== What the task asks ==
Please count the lines in the listing below that contain the word "suit" and give only that number.

═══

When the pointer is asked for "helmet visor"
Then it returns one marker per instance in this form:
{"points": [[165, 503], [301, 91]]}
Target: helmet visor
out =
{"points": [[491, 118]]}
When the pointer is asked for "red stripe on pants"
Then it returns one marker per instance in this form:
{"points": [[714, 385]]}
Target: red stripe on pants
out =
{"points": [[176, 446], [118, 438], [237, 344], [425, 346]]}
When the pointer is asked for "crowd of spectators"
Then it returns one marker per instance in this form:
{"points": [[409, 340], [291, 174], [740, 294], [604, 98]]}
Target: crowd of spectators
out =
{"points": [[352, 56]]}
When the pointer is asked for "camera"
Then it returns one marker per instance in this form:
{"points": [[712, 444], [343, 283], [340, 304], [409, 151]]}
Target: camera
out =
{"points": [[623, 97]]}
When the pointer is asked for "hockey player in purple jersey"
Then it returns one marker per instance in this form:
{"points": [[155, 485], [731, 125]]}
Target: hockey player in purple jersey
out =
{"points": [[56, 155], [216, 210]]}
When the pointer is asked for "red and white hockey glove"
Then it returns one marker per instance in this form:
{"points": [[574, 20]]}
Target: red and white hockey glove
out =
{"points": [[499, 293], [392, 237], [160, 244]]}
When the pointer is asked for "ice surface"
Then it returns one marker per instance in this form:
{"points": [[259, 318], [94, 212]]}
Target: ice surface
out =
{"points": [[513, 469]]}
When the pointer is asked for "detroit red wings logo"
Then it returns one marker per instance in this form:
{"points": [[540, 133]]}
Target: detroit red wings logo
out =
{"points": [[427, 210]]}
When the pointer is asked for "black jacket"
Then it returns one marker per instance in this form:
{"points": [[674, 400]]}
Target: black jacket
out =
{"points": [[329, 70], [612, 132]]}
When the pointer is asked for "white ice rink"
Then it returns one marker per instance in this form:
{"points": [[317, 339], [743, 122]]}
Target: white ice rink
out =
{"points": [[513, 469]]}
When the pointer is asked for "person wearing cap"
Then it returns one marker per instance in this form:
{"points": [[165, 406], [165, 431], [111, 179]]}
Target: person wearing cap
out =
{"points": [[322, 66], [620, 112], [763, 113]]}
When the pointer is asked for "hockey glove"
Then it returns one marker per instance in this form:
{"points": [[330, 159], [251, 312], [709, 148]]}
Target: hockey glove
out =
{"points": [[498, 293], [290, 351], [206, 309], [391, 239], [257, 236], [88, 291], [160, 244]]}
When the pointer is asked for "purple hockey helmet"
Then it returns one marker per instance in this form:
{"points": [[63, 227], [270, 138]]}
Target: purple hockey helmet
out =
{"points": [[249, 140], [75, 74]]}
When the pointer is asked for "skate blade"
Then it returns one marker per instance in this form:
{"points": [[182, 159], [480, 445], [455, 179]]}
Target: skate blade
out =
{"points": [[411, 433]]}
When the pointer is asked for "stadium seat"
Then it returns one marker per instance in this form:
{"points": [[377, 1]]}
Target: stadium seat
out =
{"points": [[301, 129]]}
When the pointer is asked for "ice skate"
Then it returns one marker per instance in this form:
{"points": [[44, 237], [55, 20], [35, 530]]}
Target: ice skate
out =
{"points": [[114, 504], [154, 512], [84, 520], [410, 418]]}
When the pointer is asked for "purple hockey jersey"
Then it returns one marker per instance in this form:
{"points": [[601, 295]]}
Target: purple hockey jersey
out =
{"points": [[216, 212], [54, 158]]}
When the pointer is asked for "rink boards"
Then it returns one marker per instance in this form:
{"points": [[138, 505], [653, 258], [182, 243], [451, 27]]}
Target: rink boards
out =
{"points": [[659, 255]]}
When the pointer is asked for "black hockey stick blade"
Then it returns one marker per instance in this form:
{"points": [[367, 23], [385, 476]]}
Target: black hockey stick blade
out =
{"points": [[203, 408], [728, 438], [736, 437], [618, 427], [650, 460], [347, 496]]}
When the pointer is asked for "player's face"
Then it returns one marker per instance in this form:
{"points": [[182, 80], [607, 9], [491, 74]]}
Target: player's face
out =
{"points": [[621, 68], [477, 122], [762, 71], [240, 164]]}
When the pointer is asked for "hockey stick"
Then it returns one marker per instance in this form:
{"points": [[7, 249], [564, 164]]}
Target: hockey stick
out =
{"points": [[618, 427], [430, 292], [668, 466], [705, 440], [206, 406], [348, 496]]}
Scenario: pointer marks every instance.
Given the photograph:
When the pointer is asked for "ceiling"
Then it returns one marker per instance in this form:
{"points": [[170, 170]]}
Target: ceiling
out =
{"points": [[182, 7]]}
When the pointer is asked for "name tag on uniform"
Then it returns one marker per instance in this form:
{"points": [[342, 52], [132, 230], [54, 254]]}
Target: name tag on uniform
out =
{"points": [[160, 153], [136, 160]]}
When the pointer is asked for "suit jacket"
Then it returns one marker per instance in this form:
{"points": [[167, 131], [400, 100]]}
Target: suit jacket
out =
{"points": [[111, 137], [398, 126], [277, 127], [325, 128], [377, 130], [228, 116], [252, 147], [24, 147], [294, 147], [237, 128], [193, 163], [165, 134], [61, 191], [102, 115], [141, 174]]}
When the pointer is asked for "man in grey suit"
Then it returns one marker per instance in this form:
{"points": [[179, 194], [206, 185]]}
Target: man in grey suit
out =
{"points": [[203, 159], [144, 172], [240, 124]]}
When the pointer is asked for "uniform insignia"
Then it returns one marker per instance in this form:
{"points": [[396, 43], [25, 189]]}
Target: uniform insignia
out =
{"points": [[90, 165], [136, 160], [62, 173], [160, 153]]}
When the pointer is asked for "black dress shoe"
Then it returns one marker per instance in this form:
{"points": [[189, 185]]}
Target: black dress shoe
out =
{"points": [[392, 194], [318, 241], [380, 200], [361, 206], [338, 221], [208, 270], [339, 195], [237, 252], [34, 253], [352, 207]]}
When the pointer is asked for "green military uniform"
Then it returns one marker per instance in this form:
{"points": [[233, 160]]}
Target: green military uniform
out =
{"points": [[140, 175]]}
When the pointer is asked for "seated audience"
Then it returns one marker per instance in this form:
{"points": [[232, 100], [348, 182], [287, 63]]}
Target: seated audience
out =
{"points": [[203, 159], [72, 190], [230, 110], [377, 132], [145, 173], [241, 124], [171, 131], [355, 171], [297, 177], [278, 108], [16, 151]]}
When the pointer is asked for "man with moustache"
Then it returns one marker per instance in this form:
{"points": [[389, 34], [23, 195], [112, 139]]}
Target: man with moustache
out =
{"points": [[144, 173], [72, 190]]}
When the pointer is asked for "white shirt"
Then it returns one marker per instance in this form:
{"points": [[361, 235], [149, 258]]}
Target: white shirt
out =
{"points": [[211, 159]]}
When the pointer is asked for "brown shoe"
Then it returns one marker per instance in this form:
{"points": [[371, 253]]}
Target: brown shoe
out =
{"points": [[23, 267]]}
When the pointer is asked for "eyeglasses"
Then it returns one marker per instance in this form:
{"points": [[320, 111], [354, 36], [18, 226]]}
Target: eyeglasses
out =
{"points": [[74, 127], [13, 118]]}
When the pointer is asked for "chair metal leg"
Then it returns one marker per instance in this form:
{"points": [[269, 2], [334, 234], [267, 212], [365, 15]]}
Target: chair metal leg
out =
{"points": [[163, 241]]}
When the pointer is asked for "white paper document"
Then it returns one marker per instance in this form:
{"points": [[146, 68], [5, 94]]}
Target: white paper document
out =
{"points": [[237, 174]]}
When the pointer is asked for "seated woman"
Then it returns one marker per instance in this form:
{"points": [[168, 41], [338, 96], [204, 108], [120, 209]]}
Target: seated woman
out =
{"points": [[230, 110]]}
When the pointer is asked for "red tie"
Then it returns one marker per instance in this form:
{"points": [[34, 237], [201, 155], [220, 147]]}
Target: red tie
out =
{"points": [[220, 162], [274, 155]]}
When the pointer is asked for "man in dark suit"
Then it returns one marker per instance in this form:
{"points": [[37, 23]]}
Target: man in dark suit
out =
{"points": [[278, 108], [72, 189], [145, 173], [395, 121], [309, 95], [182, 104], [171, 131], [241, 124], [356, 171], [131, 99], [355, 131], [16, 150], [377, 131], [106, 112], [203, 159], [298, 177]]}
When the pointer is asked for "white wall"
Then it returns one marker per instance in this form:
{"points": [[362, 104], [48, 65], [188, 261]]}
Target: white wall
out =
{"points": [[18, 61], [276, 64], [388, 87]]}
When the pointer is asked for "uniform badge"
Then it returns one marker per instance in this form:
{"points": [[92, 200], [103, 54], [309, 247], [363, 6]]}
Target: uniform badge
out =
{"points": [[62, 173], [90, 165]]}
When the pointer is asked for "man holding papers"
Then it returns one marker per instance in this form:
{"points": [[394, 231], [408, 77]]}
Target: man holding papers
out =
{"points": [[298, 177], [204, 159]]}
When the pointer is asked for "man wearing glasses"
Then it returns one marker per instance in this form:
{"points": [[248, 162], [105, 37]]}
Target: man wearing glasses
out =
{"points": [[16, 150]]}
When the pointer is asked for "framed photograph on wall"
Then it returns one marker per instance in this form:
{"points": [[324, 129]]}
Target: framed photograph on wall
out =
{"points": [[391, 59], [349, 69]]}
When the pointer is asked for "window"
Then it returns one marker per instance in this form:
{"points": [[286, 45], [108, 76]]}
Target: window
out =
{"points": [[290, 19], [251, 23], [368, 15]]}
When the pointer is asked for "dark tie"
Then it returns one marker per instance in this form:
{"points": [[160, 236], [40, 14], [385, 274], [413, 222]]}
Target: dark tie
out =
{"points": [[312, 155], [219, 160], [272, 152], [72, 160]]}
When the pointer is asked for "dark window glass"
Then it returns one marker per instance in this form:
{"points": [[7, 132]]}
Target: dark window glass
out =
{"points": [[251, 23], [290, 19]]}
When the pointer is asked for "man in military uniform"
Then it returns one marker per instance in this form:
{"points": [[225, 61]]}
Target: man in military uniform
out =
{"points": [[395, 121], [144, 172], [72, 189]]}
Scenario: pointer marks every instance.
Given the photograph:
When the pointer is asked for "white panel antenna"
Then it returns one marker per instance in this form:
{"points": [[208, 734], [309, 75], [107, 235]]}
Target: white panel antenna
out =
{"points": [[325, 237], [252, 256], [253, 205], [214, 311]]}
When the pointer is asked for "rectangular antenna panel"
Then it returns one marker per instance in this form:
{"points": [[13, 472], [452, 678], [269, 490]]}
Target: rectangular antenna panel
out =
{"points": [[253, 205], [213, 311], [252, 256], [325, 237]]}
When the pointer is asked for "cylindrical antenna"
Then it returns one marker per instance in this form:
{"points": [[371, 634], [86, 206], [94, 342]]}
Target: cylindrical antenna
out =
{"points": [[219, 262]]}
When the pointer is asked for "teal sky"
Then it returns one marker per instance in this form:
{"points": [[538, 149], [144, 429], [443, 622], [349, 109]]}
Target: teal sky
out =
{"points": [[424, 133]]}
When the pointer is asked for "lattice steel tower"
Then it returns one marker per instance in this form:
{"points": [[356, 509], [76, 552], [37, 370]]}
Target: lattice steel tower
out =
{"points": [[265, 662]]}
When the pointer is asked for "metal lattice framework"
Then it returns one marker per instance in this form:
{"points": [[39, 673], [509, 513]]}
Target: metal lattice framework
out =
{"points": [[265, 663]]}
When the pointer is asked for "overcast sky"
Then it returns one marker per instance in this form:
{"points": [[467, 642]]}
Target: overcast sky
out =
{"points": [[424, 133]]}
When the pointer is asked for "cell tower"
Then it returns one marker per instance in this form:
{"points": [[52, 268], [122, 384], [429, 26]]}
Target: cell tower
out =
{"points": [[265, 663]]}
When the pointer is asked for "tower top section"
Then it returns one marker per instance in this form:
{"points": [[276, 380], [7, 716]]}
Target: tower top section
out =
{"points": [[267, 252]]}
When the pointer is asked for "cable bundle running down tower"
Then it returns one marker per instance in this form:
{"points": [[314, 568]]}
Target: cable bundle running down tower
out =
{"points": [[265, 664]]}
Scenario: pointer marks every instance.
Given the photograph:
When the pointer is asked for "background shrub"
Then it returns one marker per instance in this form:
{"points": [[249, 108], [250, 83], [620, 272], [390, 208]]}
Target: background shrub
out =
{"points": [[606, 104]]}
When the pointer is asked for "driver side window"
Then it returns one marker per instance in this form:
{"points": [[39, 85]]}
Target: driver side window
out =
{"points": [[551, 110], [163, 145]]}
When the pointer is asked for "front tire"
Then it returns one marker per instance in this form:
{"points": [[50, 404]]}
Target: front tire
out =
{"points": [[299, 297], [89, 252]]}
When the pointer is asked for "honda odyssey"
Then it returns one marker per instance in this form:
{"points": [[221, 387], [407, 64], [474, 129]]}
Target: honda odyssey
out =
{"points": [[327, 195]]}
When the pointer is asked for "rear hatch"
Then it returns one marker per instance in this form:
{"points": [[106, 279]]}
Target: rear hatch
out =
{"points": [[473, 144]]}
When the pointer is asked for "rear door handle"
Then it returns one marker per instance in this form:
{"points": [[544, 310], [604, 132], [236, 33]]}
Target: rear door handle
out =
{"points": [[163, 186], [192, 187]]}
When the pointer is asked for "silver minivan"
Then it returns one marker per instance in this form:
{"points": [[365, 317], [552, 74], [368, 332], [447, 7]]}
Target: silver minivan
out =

═══

== Response to the exercise ==
6